◆ EXERCISE TEXT ◆
━━━━━━━━━━

How to Recognize Good Therapy: Tips from an Expert
How to Recognize Good Therapy: Tips from an Expert
Therapy is a great way to improve your anxiety, worry, depression, relationships, and overall happiness in life. But not all therapy is created equal—some methods are just more effective for making improvements in your life. How can you know that you’ll be getting the kind of quality, high-level therapy that will really help you make the long-lasting changes you’re looking for? This article will give you some inside tips on the elements of quality therapy, all from a therapist with over 15 years of practical experience.
Evidence-Based and Experience
Quality therapy doesn’t follow fads or whatever is popular at the moment. Instead, the best therapy uses tried-and-true methods that are evidence based, meaning there is lots of research proving they work. These methods include the gold-standard Cognitive Behavioral Therapy, or CBT, and very specific interventions that are used with certain problems such as anxiety, panic, OCD, and depression. Therapy that is backed up by evidence is the surest way to get the most and fastest relief.
These evidence-based therapies are most effective when used by experienced therapists. You want someone who has helped lots of people in situations like yours, who can pull from their experience to offer you the very best methods. Experienced therapists don’t just talk about techniques in a theoretical way and haven’t just studied methods in a book; they have helped many others apply the methods in real-life situations, and they know how to adapt the techniques to work for you.

━━━━━━━━━━

◆ DATASET RECORDS ◆
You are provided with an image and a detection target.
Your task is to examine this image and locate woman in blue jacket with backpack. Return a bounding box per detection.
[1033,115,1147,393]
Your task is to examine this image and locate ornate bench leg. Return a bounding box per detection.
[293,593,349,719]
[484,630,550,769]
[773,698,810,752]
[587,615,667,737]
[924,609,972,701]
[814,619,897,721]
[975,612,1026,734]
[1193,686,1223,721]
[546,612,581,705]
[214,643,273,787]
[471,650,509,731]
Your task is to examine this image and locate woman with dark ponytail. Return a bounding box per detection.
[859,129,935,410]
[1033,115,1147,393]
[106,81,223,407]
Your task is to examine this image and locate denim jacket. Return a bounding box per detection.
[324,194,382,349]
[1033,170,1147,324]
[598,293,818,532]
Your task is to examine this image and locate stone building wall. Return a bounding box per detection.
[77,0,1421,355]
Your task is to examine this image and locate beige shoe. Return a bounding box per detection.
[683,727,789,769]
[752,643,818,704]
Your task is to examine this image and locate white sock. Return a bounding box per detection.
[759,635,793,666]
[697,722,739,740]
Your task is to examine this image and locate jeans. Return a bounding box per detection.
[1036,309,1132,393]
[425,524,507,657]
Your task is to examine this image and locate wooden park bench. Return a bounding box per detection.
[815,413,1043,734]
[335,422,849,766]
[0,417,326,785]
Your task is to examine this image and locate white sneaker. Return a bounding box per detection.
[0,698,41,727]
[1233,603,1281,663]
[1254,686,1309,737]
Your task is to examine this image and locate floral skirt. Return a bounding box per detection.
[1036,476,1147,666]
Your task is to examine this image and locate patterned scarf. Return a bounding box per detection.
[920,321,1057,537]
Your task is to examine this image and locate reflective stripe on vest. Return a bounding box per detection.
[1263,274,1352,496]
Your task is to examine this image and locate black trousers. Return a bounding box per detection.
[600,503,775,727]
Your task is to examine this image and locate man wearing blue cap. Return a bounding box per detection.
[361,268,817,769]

━━━━━━━━━━

◆ TO DO ◆
**1.** Transcribe the part of the therapy article between "Evidence-Based and Experience" and "and fastest relief.", inclusive.
**2.** Using the therapy article, mark each statement yes or no, and quote the words that decide it. (a) The best therapy follows whatever is popular at the moment. (b) The tips come from a therapist with over 15 years of practical experience. (c) Evidence-based therapies work best when experienced therapists use them.
**3.** Extend the therapy article, picking up right after its last sentence.

◆ WRITTEN RESPONSES ◆
**1.**
Evidence-Based and Experience
Quality therapy doesn’t follow fads or whatever is popular at the moment. Instead, the best therapy uses tried-and-true methods that are evidence based, meaning there is lots of research proving they work. These methods include the gold-standard Cognitive Behavioral Therapy, or CBT, and very specific interventions that are used with certain problems such as anxiety, panic, OCD, and depression. Therapy that is backed up by evidence is the surest way to get the most and fastest relief.

**2.**
(a) No: "Quality therapy doesn’t follow fads or whatever is popular at the moment."
(b) Yes: "all from a therapist with over 15 years of practical experience."
(c) Yes: "These evidence-based therapies are most effective when used by experienced therapists."

**3.**
Having years of experience also means that a therapist has lots of practice at explaining the methods they use and the theories behind them. In the highest-quality therapy, you should completely understand how the process works, what the required steps are, and how to go about accomplishing the steps. What happens in your therapy meetings and why you are feeling better should not be a mystery. You should feel confident that the therapist is well grounded in the theory behind why they do certain things and that they’re not just going by the seat of their pants. They should thoroughly explain everything to you so you “get” it, because that will help you reach your goals and allow you to maintain your gains long after therapy is over.
Empathy and Structure
Often, the popular image of a therapist is of someone who is empathetic and likable, who takes the time to listen to you and communicates in a caring way that lets you know they’re “getting” you. Empathy is certainly an important part of quality therapy as it helps you form a relationship with your therapist, but therapy is much more than chit-chatting. Quality therapy has a beginning, an end, and an overall point, and you’ll look to your therapist to create a structure that will guide you toward significant improvement without being overly rigid. This means setting an agenda for each meeting with goals and specific topics to focus on, always with YOUR priorities in mind. Throughout the process, your therapist should teach you skills and tools that will serve you for years to come.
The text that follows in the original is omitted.